====== Extract ======

The U. S government is attempting to reverse the economic downturn with a two-pronged policy of monetary inflation and fiscal stimulus. In previous essays I have exposed the role of the central bank in supporting the very monetary system—fiat money, produced in unlimited amounts by our fractional reserve banking system--that has triggered the Austrian business cycle, AKA the boom/bust business cycle. Once begun there is no way that the bubble, so induced by the expansion of credit not supported by real savings, can continue indefinitely. The bubble must burst and a recession must follow, which is simply saying that losing businesses must close and capital and people must find new, more market-oriented employment.
Nevertheless, our Federal Reserve Bank has expanded its lending—illegally, I might add—to non-member institutions such as insurance companies in addition to its massive expansion of reserves to the banking system. It has not worked and it will not work.
The Fallacy of Insufficient Consumer Spending
But in addition to this money expansion, the government has proposed a massive spending program, although the term “program” is too kind a word for this mishmash of boondoggle earmarks to all the left’s favorite socialist programs. Supposedly, it doesn’t matter where or how the money gets spent. Oh, no. All that matters is that it gets spent on something, anything, well…anything that meets the left’s agenda anyway. Solar panels and windmills are fine; drilling for oil in Alaska and off our coasts is not. The theoretical justification in this assault upon the pocketbook and common sense of the taxpaying American lies in a network of complementary economic fallacies that have become ingrained in university campuses and the halls of government. The short explanation is that insufficient consumer spending causes all recessions; therefore, the government must step into the breech and pick up the slack. For those who love formulas—which includes most university economic departments—here is their favorite formula: C + I = GNP. Consumer spending plus investment equals gross national product.

======

### Exercise requirements
Carry the essay on stimulus spending and the consumer-spending fallacy forward from its final sentence, which explains the formula C + I = GNP.

====== Data extract ======

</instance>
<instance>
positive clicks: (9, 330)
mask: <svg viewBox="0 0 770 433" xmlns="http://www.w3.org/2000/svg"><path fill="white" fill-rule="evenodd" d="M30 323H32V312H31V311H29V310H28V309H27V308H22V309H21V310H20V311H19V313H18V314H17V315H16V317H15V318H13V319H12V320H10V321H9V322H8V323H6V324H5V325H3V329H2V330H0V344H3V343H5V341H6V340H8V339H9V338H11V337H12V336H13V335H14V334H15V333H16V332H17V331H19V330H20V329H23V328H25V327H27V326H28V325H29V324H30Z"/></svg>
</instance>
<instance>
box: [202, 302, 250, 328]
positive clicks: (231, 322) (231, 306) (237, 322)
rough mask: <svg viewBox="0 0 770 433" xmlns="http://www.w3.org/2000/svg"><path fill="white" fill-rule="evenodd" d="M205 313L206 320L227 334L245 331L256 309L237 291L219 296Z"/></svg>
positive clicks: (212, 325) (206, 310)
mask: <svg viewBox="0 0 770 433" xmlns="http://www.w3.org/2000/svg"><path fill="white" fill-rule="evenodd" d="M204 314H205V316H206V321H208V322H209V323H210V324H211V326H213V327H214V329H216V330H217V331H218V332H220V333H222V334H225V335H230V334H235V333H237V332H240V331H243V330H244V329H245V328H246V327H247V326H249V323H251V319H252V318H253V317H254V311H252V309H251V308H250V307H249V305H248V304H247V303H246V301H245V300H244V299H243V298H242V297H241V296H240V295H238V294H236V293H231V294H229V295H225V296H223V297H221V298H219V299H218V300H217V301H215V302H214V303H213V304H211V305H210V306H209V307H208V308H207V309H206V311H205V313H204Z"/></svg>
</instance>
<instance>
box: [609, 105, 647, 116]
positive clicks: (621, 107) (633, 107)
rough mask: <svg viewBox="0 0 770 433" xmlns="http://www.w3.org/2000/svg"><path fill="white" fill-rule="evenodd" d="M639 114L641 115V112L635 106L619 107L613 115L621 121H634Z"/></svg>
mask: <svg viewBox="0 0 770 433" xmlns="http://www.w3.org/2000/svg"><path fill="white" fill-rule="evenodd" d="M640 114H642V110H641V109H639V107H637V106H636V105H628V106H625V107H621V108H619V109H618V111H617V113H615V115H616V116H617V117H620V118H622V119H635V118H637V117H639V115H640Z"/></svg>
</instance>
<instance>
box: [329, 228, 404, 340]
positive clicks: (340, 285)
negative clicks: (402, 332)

======

### Exercise output
Of course, if one accepts this formula as representing reality, then it is easy to see that if consumer spending drops—C goes down—and investment does not pick up the slack—perhaps it goes down, too!—then GNP goes down. But, is that the cavalry I hear? Yes, it is the federal government, armed with its checkbook drawn against its account of newly created fiat money at the central bank. All government (G) has to do is increase its spending. The new formula becomes: C + I + G = GNP.
But the law of diminishing marginal utility tells us that government spending can never deliver the same satisfaction to the market as private decisions. We may acquiesce in some government spending as the necessary cost of civilization—for example, spending on public safety and an efficient and honest system of courts—but other government spending preempts private choice by purchasing goods and services for us. In addition to the presumption that such spending is good for us despite the fact that we can choose to purchase these goods and services ourselves, if we so desire, government spending is inefficient for it lacks the profit motive and the all-important feedback mechanism of the market. Ludwig von Mises explained that such government interference in the market place cannot succeed in satisfying human wants, due to the absence of socialist calculation. For example, choosing which services, quantities, techniques, etc. for the proposed universal healthcare system is beyond the capability of any planning agency. Therefore, a better formula to the one above would show that for each dollar extracted by the government from the private sector is returned to it in the form of something less than a dollar’s worth of satisfaction. This would be the new formula: (C + I – G) + .8G = GNP. The greater the government spending (G), the lower GNP becomes. In addition, investment declines, which restricts future growth, and it becomes ever more difficult to save enough capital to replace the depreciating existing capital stock. Welcome to the new Great Depression.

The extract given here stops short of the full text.